Exercise goal >> Continue the mailing-list reply about Bioschemas markup for biodiversity data, starting from the point where it stops.

Exercise passage section start

W3C home > Mailing lists > Public > public-bioschemas@w3.org > November 2017

Re: Bioschemas.org to define biodiversity-related markup

From: Melanie Courtot <mcourtot@ebi.ac.uk>
Date: Fri, 17 Nov 2017 09:19:09 +0000
To: Franck Michel <franck.michel@cnrs.fr>, public-bioschemas@w3.org
Message-ID: <b35f1ce0-416e-a1bb-2630-eb9bd97bd583@ebi.ac.uk>
Hi Frank, all,

On 16/11/2017 09:37, Franck Michel wrote:
> Hi Meanie, hi all,
>
> EoL provides an API that returns species descriptions as JSON-LD based 
> on schemas.org. Beluga example: http://eol.org/api/traits/328541
> It is unclear who consumes this data, but at least, as you already 
> saw, they embed it at the end of their own web pages such as 
> http://eol.org/pages/328541/data.
BioSamples does the same - an API to retrieve JSON and we embed it in 
our webpages for crawler as well.
>
> As you also noticed, the JSON-LD they provide is not valid. I didn't 
> know about that EOL Github issue, but I recently discussed it with Rod 
> Page from the Biodiversity Information Standards (aka TDWG), who 
> replied on the Github issue. The Google structured data testing tool 
> gives more details on that: https://frama.link/xJm0AAto
> Besides, other errors are not reported (well, I think these are 
> errors): property scienfiticName without any namespace is invalid, 
> that should be dwc:scientificName since this does not exist in 
> schema.org. Same issue for vernacularName, traits, units...
>
> But whatever, this JSON-LD has lots of issues, but it's a start. 

Yes. Only mentioned the tweaks in case someone wanted to give it a try 
as well.

> The assumption is that there is some sort of specific (one-to-one)

Exercise passage section end
Extracted entries section start

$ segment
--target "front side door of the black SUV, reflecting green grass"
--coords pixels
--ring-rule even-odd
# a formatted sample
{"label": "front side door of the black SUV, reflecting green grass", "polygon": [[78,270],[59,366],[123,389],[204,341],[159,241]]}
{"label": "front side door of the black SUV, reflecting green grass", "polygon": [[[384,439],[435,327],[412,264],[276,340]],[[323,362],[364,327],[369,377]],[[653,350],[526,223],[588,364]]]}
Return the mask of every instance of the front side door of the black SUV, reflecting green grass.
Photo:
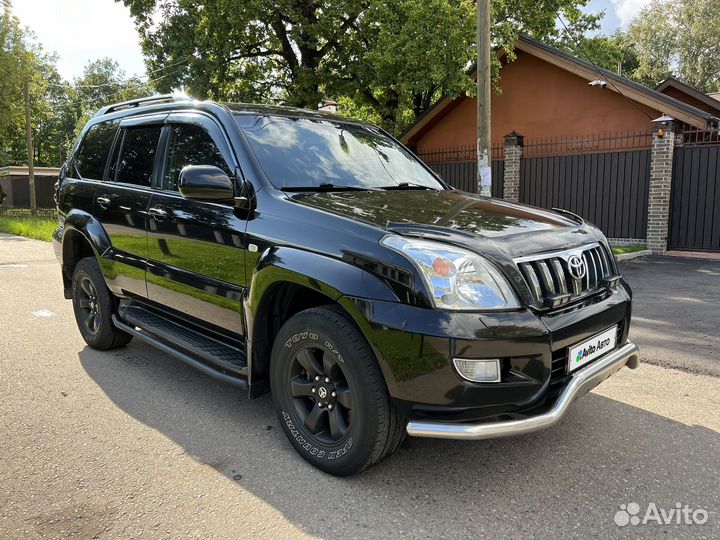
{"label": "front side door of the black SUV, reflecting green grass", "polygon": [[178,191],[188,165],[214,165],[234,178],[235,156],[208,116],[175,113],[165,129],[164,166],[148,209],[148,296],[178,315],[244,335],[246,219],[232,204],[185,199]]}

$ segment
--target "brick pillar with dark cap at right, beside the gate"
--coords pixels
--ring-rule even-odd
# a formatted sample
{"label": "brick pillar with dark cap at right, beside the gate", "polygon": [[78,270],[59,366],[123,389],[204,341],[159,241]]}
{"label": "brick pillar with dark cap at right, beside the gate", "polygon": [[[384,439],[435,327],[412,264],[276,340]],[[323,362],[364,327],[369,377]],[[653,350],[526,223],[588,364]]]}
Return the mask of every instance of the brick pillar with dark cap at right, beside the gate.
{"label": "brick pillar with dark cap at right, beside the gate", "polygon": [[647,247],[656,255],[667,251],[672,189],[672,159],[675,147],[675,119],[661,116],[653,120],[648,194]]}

Extracted entries section end

Response to this task >>
> agreement between EoL and Google, and that Google harvests this data 
> despite the invalid JSON-LD. But I have no confirmation of that

It'd be interesting to clarify this. It seems a little bit counter 
intuitive that EoL would mark their pages up with JSON for Google to 
read it but then Google couldn't do so without a special adapter? We're 
probably missing a piece of the story.
>
> > - the measurement type points to 
> http://purl.obolibrary.org/obo/VT_0001256, which is body length. The 
> schema.org/predicate value is also "body length (VT)". How is this 
> understood and displayed as Length on the Google result?
> - Similar question for the actual value and units, which are "4249.83" 
> and "mm" respectively. Is Google doing some sort of unit 
> conversion/roundup for display?
>
> Good question. Typically about the unit "mm":
> - "units": "mm" => there is no such thing as http://schema.org/units
> - "dwc:measurementUnit": "http://purl.obolibrary.org/obo/UO_0000016" 
> => this seems to be the only reliable property, but then Google knows 
> the Darwin Core vocabulary and interprets it.
> My assumption is that Google performs some treatment on the values. 
> Possibly, they developed a specific connector to cope with EoL JSON-LD 
> and translate this body size to "4.2 m".
> Besides, the snippet mentions "4.2 m *(Adult)*", so they also 
> presumably consider this property:
> eol:traitUri"http://eol.org/resources/704/measurements/adultheadbodylen27"
> to know that this is the size of an adult.
>
> With proper Bioschemas.org profiles, I think we could annotate pages 
> from many other institutions, such as the Beluga page 
> <https://inpn.mnhn.fr/espece/cd_nom/60932?lg%3Den> on the french 
> National Museum of Natural History, and in turn, enable search engines 
> to harvest data from complimentary pages and produce mashups of 
> related pages, etc.
That sounds like a great idea and entirely within the scope of Bioschemas.
>
> At this point, I think we should involve people from EoL, and from the 
> TDWG community (Rod Page would certainly be of great added value in 
> this respect). What do you think? Is there a procedure for inviting 
> people "officially"?
I think we could benefit from their experience indeed; it seems they 
were able to deploy markup, add additional properties and then get this 
to be interpreted by Google which seems to match our use case pretty well!
I +1'd the issue at https://github.com/BioSchemas/specifications/issues/115

Cheers,
Melanie




>
> Franck.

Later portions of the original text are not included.